[BRANO PROPOSTO]
··········
La neve cade leggera, è così ormai da una decina di giorni nelle regioni nord-orientali della Polonia e i bordi della carreggiata, così come la vegetazione, ne sono ricoperti.

L’orologio segna le 22 e il termometro indica zero gradi quando le luci delle telecamere si accendono, illuminando un punto vago nel folto dei rami. Attorno regnano silenzio e oscurità, rotte solo da qualche sussurro e dai fari accesi delle auto, ferme lungo una strada stretta che attraversa la foresta nei pressi di Szudzialowo.

SIAMO A CINQUE CHILOMETRI dal confine con la Bielorussia e a una quarantina da Bialystok. È il primo dicembre. A un tratto, dal bosco, tre sagome emergono dal buio più fitto e lentamente avanzano verso i giornalisti che li attendono. Hanno le mani giunte e gli sguardi bassi per riparare il viso dalla neve.
··········
[ESTRATTI DEI DATI]
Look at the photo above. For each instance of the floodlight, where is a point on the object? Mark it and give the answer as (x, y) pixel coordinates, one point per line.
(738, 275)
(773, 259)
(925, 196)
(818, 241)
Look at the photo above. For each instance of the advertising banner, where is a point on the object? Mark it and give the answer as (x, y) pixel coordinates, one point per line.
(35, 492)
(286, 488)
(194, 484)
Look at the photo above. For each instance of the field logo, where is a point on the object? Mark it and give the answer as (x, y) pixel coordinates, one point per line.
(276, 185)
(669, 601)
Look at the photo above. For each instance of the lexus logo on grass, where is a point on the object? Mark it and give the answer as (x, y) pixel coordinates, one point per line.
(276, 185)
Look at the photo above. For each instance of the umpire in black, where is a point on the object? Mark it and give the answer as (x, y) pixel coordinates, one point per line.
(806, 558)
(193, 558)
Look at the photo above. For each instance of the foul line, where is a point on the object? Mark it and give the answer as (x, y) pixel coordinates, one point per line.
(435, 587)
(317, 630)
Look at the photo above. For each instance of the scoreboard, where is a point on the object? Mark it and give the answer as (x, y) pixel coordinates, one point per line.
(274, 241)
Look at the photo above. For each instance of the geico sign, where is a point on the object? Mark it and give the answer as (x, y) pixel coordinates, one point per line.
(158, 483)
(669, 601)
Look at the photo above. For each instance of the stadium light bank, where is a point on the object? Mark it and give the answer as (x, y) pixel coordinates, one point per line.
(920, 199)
··········
[ESERCIZI]
(a) Riscrivi la parte del brano che comincia con "SIAMO A CINQUE" e prosegue fino a "viso dalla neve.". Al posto di "giornalisti" metti "reporter".
(b) Le seguenti affermazioni concordano con il brano? Rispondi sì o no a ciascuna e cita le parole del brano che lo dimostrano.
(i) Nelle regioni nord-orientali della Polonia nevica da circa dieci giorni.
(ii) Alle 22 il termometro segna cinque gradi sotto zero.
(iii) Il luogo si trova a cinque chilometri dal confine con la Bielorussia.

[SOLUZIONI PER ESERCIZIO]
(a)
SIAMO A CINQUE CHILOMETRI dal confine con la Bielorussia e a una quarantina da Bialystok. È il primo dicembre. A un tratto, dal bosco, tre sagome emergono dal buio più fitto e lentamente avanzano verso i reporter che li attendono. Hanno le mani giunte e gli sguardi bassi per riparare il viso dalla neve.

(b)
(i) Sì: "è così ormai da una decina di giorni nelle regioni nord-orientali della Polonia".
(ii) No: "il termometro indica zero gradi".
(iii) Sì: "SIAMO A CINQUE CHILOMETRI dal confine con la Bielorussia".